# [WORK REQUEST]
From the first line to the last, write out the material exactly.

━━ INPUT

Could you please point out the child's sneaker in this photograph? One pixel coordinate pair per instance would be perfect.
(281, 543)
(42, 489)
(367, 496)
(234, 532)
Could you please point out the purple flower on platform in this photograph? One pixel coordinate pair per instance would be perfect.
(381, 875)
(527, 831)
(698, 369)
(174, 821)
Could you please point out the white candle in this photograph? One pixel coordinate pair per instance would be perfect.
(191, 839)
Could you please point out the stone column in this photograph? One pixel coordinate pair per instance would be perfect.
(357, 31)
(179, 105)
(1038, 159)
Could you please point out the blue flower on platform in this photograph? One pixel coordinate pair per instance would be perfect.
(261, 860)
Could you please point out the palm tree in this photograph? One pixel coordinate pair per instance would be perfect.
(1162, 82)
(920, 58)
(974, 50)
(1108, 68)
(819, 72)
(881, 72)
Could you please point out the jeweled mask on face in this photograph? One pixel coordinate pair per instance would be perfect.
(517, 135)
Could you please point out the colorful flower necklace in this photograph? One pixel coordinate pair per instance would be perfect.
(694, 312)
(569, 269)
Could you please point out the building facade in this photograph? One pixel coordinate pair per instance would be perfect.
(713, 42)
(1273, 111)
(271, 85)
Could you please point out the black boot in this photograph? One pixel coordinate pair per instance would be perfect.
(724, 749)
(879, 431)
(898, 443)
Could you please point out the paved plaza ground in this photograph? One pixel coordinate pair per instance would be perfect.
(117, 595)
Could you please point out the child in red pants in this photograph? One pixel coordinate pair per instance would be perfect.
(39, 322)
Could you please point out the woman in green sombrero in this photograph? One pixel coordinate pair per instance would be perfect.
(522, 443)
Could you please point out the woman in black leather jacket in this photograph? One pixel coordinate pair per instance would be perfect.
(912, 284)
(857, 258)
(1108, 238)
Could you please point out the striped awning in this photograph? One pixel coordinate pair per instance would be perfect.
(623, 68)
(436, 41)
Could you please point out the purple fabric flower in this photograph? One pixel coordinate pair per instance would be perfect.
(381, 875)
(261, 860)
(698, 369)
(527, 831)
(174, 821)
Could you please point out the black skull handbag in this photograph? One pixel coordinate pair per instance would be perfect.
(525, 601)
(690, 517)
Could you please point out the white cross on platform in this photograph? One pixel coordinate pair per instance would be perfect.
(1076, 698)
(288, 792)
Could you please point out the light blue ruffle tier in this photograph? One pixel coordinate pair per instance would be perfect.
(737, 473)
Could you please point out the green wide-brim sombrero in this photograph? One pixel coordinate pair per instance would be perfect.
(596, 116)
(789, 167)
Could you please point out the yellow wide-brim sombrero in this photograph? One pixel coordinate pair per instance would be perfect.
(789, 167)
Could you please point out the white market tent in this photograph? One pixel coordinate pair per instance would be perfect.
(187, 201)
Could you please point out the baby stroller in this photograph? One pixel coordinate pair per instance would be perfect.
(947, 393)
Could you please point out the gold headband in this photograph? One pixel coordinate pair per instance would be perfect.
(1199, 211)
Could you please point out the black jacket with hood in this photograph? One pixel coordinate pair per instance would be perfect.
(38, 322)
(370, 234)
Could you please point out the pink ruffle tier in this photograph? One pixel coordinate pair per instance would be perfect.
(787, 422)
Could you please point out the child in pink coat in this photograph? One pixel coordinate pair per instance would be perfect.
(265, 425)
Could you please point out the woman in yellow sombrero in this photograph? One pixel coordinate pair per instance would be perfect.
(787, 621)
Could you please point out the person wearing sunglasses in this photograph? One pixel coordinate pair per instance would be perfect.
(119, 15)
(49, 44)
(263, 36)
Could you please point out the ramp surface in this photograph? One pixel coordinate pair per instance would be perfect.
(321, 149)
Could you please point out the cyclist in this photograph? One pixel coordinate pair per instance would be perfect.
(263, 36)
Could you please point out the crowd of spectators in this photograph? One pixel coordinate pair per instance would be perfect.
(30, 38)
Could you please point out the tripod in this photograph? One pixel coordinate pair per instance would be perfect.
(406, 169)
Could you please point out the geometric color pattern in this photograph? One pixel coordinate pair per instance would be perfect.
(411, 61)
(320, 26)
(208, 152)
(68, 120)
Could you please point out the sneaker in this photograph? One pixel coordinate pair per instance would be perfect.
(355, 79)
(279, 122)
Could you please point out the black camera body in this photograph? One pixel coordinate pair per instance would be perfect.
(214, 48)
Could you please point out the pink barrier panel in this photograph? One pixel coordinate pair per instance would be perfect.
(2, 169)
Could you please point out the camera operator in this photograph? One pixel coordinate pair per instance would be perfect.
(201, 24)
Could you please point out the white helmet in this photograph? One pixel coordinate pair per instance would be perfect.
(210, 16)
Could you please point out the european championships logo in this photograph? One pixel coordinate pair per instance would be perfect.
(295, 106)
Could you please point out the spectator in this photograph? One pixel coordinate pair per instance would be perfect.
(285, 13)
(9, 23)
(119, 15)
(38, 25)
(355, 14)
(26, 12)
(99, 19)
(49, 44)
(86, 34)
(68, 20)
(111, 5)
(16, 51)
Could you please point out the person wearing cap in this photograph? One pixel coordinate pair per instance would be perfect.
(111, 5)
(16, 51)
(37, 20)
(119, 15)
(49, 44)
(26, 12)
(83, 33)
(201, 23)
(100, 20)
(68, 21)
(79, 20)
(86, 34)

━━━━

# [REPLY]
Could you please point out the child's sneaker in this photograph? One pixel coordinate pair per instance would be perfect.
(281, 543)
(42, 489)
(367, 496)
(234, 532)
Could you please point out the purple flower on platform in this photograph? One pixel coordinate pair per instance would be perfect.
(381, 875)
(527, 831)
(698, 369)
(174, 821)
Could you please point out the white candle in this photograph? One pixel coordinate pair per instance would be perfect.
(191, 839)
Could you please point out the stone column in this photograph? One pixel coordinate pair per instance would be perfect.
(357, 31)
(179, 105)
(1038, 159)
Could you please point out the blue flower on platform in this photograph? One pixel coordinate pair per instance would be perfect.
(261, 860)
Could you please point out the palm tree in this photograph? One pixel coordinate pair per instance would be perfect.
(1162, 82)
(920, 58)
(974, 50)
(1108, 68)
(819, 72)
(881, 72)
Could you please point out the jeweled mask on face in this photograph? One pixel coordinate pair per instance would be perfect.
(517, 135)
Could you please point out the colorful flower necklace in this photograph? One pixel coordinate pair per instance would be perfect.
(694, 312)
(569, 269)
Could you please point out the building facade in this photograph? One pixel coordinate pair per instance would be perfect.
(713, 42)
(1273, 111)
(271, 85)
Could you please point out the black boot in this photograph? One pixel coordinate pair per instance would be perfect.
(724, 749)
(879, 431)
(898, 443)
Could you please point out the paved plaza ground in this photograph? One pixel coordinate pair per instance would be perfect.
(117, 595)
Could you please point out the child in red pants in this photograph? One pixel coordinate pair per instance would be perfect.
(39, 322)
Could you please point out the woman in green sombrero in this photograph? One pixel coordinate pair per instance would be perfect.
(522, 443)
Could you please point out the woman in black leather jacket in this photograph? One pixel coordinate pair per instance would be perfect.
(912, 284)
(857, 258)
(1108, 238)
Could you please point out the striped awning in this photograph? One pixel coordinate pair per instance would be perfect.
(623, 68)
(436, 41)
Could you please point out the purple fabric flower in this photograph? One pixel coordinate pair per instance would be perfect.
(381, 875)
(261, 860)
(698, 369)
(527, 831)
(174, 821)
Could you please point out the black skull handbag in this photograph? One pixel coordinate pair per instance would be perfect.
(525, 601)
(690, 517)
Could you please point out the white cross on platform in this photograph? One pixel coordinate pair per instance would be perfect.
(1076, 698)
(288, 792)
Could you please point out the light blue ruffle tier in this photograph? One pixel coordinate pair per instance would be perfect.
(737, 473)
Could you please point out the green wide-brim sombrero in this photograph? One pixel coordinate pair per instance would be perfect.
(596, 116)
(789, 167)
Could you please point out the yellow wide-brim sombrero in this photograph? One pixel coordinate pair per instance would be perfect.
(789, 167)
Could you please point out the white market tent in this photograph? One pixel coordinate pair per instance would be perfect.
(187, 201)
Could you please point out the baby stroller in this photograph? One pixel coordinate pair per instance would be perfect.
(947, 393)
Could you please point out the gold headband in this photograph? One pixel coordinate pair per instance would be perfect.
(1199, 211)
Could you please point out the black jacket with hood in this photograph? One pixel coordinate pair per instance would be perfect.
(38, 322)
(370, 234)
Could you please point out the pink ruffle tier in this photograph? One pixel coordinate pair per instance would be perfect.
(787, 422)
Could you please point out the child in pink coat in this photograph? One pixel coordinate pair per instance would be perfect.
(265, 425)
Could you please point out the woman in yellow sombrero in this photograph? One pixel coordinate pair per instance would be perfect.
(787, 621)
Could you please point out the person wearing sunglasses in this photograph? One pixel coordinate pair per instance would be perfect.
(119, 15)
(49, 44)
(263, 36)
Could you please point out the ramp surface in this photograph? One pixel coordinate pair per instance would be perfect.
(321, 149)
Could you please point out the cyclist in this photograph? One pixel coordinate pair per instance would be perfect.
(263, 36)
Could you please point out the crowd of spectators in this photograph? One pixel coordinate pair per instance would be perfect.
(30, 38)
Could you please point out the tripod in this photograph? One pixel coordinate pair per instance would be perfect.
(406, 169)
Could you please point out the geometric color pattern in this photograph? One pixel coordinate pair per instance would be perfect.
(411, 61)
(320, 26)
(208, 152)
(68, 120)
Could you please point out the sneaker in this photograph? One pixel coordinate pair per instance would be perfect.
(355, 79)
(279, 122)
Could you please point out the black camera body in this photograph? One pixel coordinate pair per instance would be perfect.
(214, 48)
Could you please point out the pink barrier panel in this photograph? One pixel coordinate pair per instance would be perfect.
(2, 169)
Could you please point out the camera operator in this photograph? One pixel coordinate pair per instance would be perfect.
(201, 24)
Could you please point out the white helmet in this photograph? One pixel coordinate pair per instance would be perfect.
(210, 16)
Could you please point out the european championships logo in this photograph? One pixel coordinate pair per instance would be perfect.
(295, 106)
Could you please point out the spectator in this photograph? One pixel coordinate pair per instance would be perfect.
(285, 13)
(9, 23)
(119, 15)
(38, 25)
(355, 14)
(26, 12)
(99, 19)
(49, 44)
(86, 34)
(68, 20)
(111, 5)
(16, 51)
Could you please point out the person wearing cap in this photograph? One pixel coordinate pair per instance would be perfect.
(111, 5)
(16, 51)
(37, 20)
(119, 15)
(49, 44)
(26, 12)
(83, 33)
(201, 23)
(100, 20)
(68, 21)
(79, 20)
(86, 34)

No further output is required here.